EXERCISE OBJECTIVE
Copy these rows word for word.

(Rows pulled from a collection)
--- begin ---

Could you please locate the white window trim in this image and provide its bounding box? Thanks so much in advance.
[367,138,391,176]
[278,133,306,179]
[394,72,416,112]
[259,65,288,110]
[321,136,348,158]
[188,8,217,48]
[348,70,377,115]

--- end ---

REPLY TO THE TASK
Could you please locate the white window trim in this image and provide its bounding box? Thanks so much in advance.
[367,138,391,176]
[278,133,306,179]
[394,72,416,112]
[259,65,288,110]
[321,136,348,158]
[188,8,217,48]
[348,70,377,115]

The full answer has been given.